++++ Excerpted passage
The Willmar 8 were eight female employees of the Citizens National Bank in Willmar, Minnesota, USA who went on strike on December 16, 1977 over charges of sex discrimination. The tellers and bookkeepers were protesting unequal pay and unequal opportunities for advancement. The women were Doris Boshart, Irene Wallin, Sylvia Erickson Koll, Jane Harguth Groothuis, Sandi Treml, Teren Novotny, Shirley Solyntjes, and Glennis Ter Wisscha. They set up a picket line outside the bank when the wind chill was -70°F (-57 °C).  One other employee, Lois Johnson, quit just before the strike began. 

"The women's strike caused stress for many in the Western Minnesota town of 14,000 people. Few outwardly showed support for the strike and the lawyer who took the women's case, John Mack, lost his position as county chair of the Republican Party." From outside Willmar, women's and labor groups as well as private individuals supported the strike in various ways.
++++++++
++++ Supplied data
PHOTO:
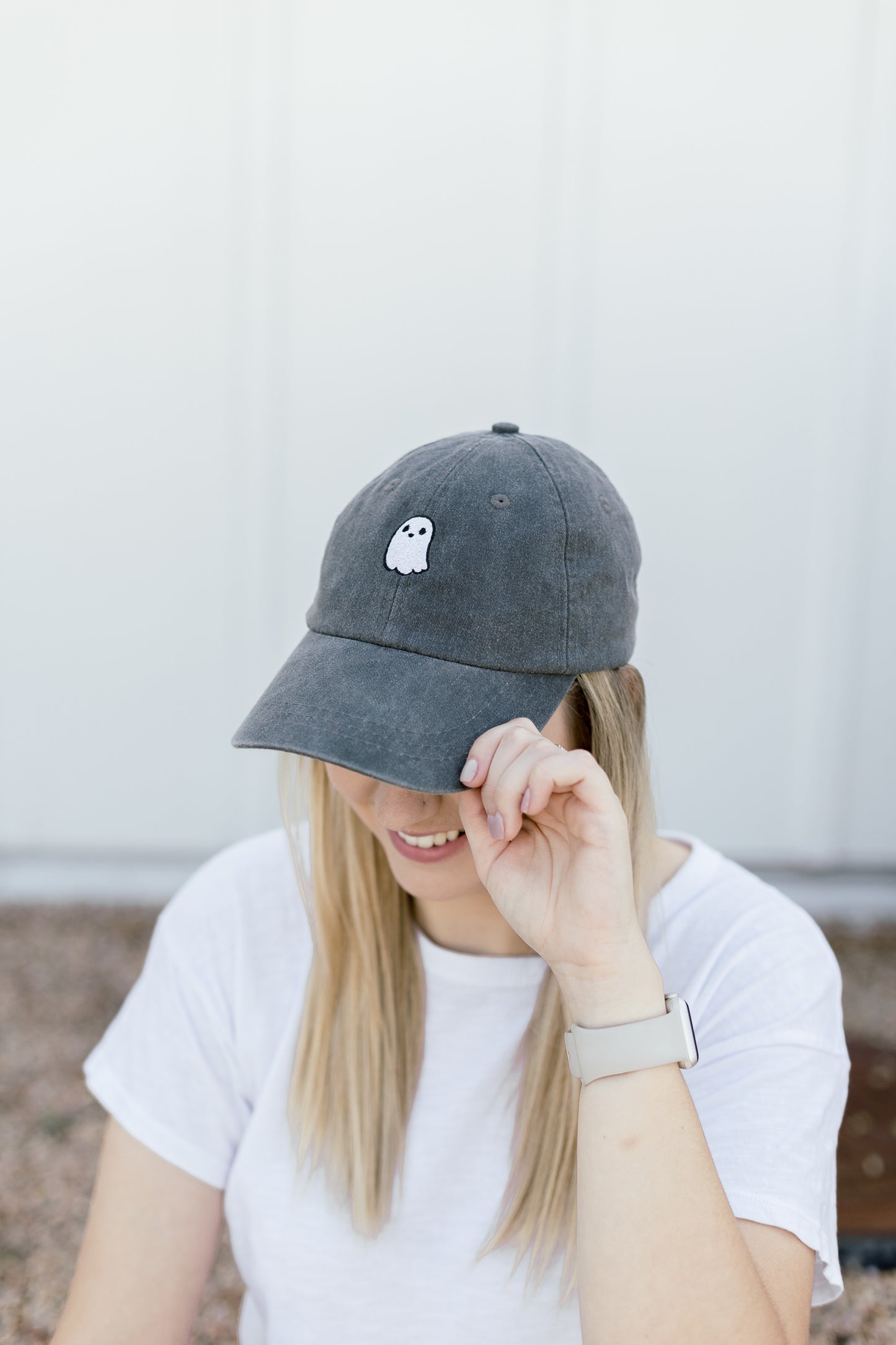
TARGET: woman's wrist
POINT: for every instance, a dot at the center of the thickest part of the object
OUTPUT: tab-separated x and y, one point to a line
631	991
++++++++
++++ Supplied data
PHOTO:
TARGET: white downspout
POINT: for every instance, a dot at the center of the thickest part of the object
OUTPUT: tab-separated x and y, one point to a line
++++++++
++++ Supplied data
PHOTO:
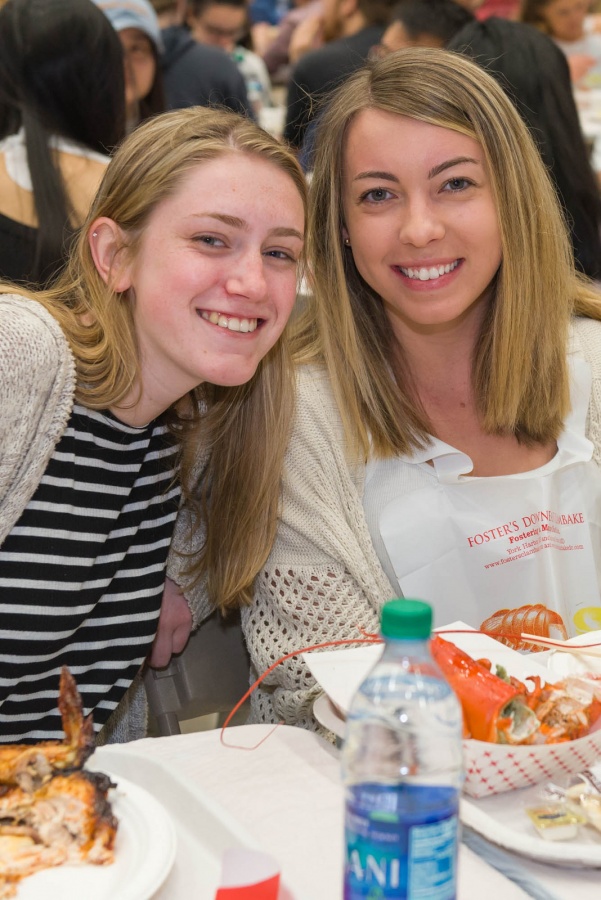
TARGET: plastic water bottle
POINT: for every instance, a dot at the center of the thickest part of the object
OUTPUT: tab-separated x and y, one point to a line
++++++++
**Work instructions**
a) Rewrite the passage about the Willmar 8 from "The Willmar 8" up to and including "the strike began.", putting "protest line" in place of "picket line".
b) Carry on the passage about the Willmar 8 from the point where it stops.
The material has no connection to the passage about the Willmar 8.

**Responses per task**
a)
The Willmar 8 were eight female employees of the Citizens National Bank in Willmar, Minnesota, USA who went on strike on December 16, 1977 over charges of sex discrimination. The tellers and bookkeepers were protesting unequal pay and unequal opportunities for advancement. The women were Doris Boshart, Irene Wallin, Sylvia Erickson Koll, Jane Harguth Groothuis, Sandi Treml, Teren Novotny, Shirley Solyntjes, and Glennis Ter Wisscha. They set up a protest line outside the bank when the wind chill was -70°F (-57 °C).  One other employee, Lois Johnson, quit just before the strike began.

b)
In the summer of 1979, E. Dorian Gadsden of the National Labor Relations Board issued a ruling on the complaint. The NLRB declared that the bank was guilty of unfair labor practices, but those practices did not cause the strike. The NLRB ruled that the strike was "economic". As a result there was no back pay and no guarantee of the women recovering their jobs.

Rhoda R. Gilman, the author of The Story of Minnesota's Past observed that "across Minnesota and elsewhere, banks quietly began to make some changes." In 1981 Lee Grant directed a documentary on the Willmar 8 entitled The Willmar 8. A 1984 docudrama, A Matter of Sex, also directed by Lee Grant, was based on events related to the strike.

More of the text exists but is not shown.